:: PROMPT ::
Return each entry exactly, with none missing.

(Dataset records)
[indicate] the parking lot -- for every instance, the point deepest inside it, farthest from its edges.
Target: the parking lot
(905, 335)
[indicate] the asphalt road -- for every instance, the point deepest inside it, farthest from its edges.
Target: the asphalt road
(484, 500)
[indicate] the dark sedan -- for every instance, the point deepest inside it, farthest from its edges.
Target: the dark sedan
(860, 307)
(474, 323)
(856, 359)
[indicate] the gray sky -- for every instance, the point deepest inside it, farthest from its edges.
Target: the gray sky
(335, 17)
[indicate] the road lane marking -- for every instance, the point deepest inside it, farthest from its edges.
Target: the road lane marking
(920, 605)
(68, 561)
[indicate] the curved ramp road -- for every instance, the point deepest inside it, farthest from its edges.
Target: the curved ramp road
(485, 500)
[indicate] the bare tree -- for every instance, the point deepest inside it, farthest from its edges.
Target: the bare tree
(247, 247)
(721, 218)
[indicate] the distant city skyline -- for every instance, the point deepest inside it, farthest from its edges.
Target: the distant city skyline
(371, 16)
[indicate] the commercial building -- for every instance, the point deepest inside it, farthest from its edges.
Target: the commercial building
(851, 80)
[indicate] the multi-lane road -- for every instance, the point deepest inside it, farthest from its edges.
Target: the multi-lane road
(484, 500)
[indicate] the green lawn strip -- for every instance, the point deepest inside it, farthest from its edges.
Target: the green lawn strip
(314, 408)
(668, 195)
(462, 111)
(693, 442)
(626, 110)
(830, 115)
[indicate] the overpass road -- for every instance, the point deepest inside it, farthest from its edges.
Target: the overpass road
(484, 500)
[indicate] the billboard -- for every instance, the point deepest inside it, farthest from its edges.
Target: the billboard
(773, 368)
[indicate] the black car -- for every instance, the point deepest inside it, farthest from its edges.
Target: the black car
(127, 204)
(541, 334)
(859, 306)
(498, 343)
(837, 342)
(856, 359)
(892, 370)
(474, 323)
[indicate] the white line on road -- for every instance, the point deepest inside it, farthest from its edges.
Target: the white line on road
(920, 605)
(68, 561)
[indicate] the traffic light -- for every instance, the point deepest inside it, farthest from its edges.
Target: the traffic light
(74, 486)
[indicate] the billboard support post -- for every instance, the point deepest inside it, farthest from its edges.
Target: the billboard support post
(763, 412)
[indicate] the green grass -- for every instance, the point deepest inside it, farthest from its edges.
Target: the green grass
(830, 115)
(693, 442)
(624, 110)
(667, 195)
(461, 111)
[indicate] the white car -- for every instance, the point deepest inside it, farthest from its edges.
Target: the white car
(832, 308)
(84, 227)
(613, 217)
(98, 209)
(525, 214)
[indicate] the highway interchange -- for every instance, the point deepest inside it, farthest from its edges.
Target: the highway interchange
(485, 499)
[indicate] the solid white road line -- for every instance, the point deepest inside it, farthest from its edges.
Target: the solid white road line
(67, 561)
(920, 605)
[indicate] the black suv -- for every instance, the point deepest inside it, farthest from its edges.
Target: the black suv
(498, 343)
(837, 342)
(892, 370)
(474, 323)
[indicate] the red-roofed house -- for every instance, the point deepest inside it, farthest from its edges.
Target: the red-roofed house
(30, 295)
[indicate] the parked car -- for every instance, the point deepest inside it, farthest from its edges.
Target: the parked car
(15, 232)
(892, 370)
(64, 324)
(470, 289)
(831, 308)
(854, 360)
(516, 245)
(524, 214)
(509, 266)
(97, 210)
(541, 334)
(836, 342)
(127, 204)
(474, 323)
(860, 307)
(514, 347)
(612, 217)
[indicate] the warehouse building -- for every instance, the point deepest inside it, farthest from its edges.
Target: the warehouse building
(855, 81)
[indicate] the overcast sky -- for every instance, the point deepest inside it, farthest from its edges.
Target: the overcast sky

:: THE OUTPUT ::
[indicate] the parking lot -- for every instance, the point deepest inside it, farthest from its edges.
Target: the parking lot
(905, 335)
[indicate] the asphalt road -- for every instance, the point deepest inside it, farthest from its edges.
Target: the asphalt road
(484, 500)
[indicate] the dark sedan -- for every instance, the point deepest inside it, farthest from its edges.
Target: the dark sedan
(860, 307)
(474, 323)
(856, 359)
[indicate] the gray sky -- for every instance, the point deepest inside it, farthest from its edges.
Target: the gray sky
(335, 17)
[indicate] the road lane marking -- for every instance, the point deepest inside it, farthest from its edges.
Target: the road lane marking
(920, 605)
(68, 561)
[indicate] the curved ramp road -- for every instance, the point deepest inside it, farthest from its edges.
Target: the curved ramp road
(485, 500)
[indicate] the bare tree -- for every instance, the point deepest inside it, farthest from its edges.
Target: the bare tree
(247, 247)
(721, 218)
[indicate] the distant city skyline -- for every instance, the point deepest inside it, farthest from its edges.
Target: the distant city skyline
(371, 16)
[indicate] the commercial building -- for every instance, the point deepest inside it, farthest from its edges.
Target: the commercial building
(851, 80)
[indicate] the multi-lane road -- for every instance, the point deepest inside it, farthest from its edges.
Target: the multi-lane road
(484, 500)
[indicate] the green lawn strip -- for every instance, the point deepest inside it, farthest from its edges.
Target: the green lawn strip
(314, 408)
(668, 195)
(462, 111)
(693, 442)
(626, 110)
(830, 115)
[indicate] the overpass road -- for every instance, the point deepest inside it, farthest from its edges.
Target: the overpass road
(484, 500)
[indicate] the billboard -- for every instance, the point deepest inside it, farthest from its edges.
Target: the billboard
(773, 368)
[indicate] the black car -- for every instance, the point deepest inside it, farthest from its edges.
Target: the black car
(127, 204)
(541, 334)
(859, 306)
(498, 343)
(837, 342)
(856, 359)
(892, 370)
(474, 323)
[indicate] the white line on road -- for every instance, the point deepest inside it, farthest from its edges.
Target: the white line on road
(920, 605)
(68, 561)
[indicate] the traffic light -- for every instance, the point deepest inside it, farthest from its edges.
Target: the traffic light
(74, 486)
[indicate] the billboard support post -- for every instance, the point deepest inside it, farthest from its edges.
Target: the billboard support post
(763, 412)
[indicate] the green grass -- for every instance, the point deepest inside it, farthest from its edges.
Target: the green grass
(830, 115)
(693, 442)
(624, 110)
(667, 195)
(461, 111)
[indicate] the white car -- for every instance, the point deepest inside it, farthest from its edges.
Target: the white car
(832, 308)
(84, 227)
(613, 217)
(98, 209)
(525, 214)
[indicate] the highway interchange -- for every instance, the point deepest inside it, farthest from its edges.
Target: the highway interchange
(485, 499)
[indicate] the solid white road line -- for every instance, the point deepest inside it, farthest from its edges.
Target: the solid white road line
(67, 561)
(920, 605)
[indicate] the black suv -- for every instance, the point deepest inside it, farthest from its edges.
Target: the black suv
(498, 343)
(837, 342)
(892, 370)
(474, 323)
[indicate] the red-roofed house -- for every instance, the point deepest inside it, farthest from its edges.
Target: the red-roofed house
(30, 295)
[indicate] the parked car -- for every instance, the point deepest inside it, farthest from its edges.
Target: the parked car
(15, 232)
(892, 370)
(64, 324)
(470, 289)
(831, 308)
(854, 360)
(516, 245)
(524, 214)
(509, 266)
(97, 210)
(541, 334)
(836, 342)
(127, 204)
(474, 323)
(860, 307)
(514, 347)
(612, 217)
[indicate] the warehouse building -- for every instance, the point deepest inside it, farthest from its edges.
Target: the warehouse building
(855, 81)
[indicate] the overcast sky -- for every instance, the point deepest inside it, farthest from its edges.
Target: the overcast sky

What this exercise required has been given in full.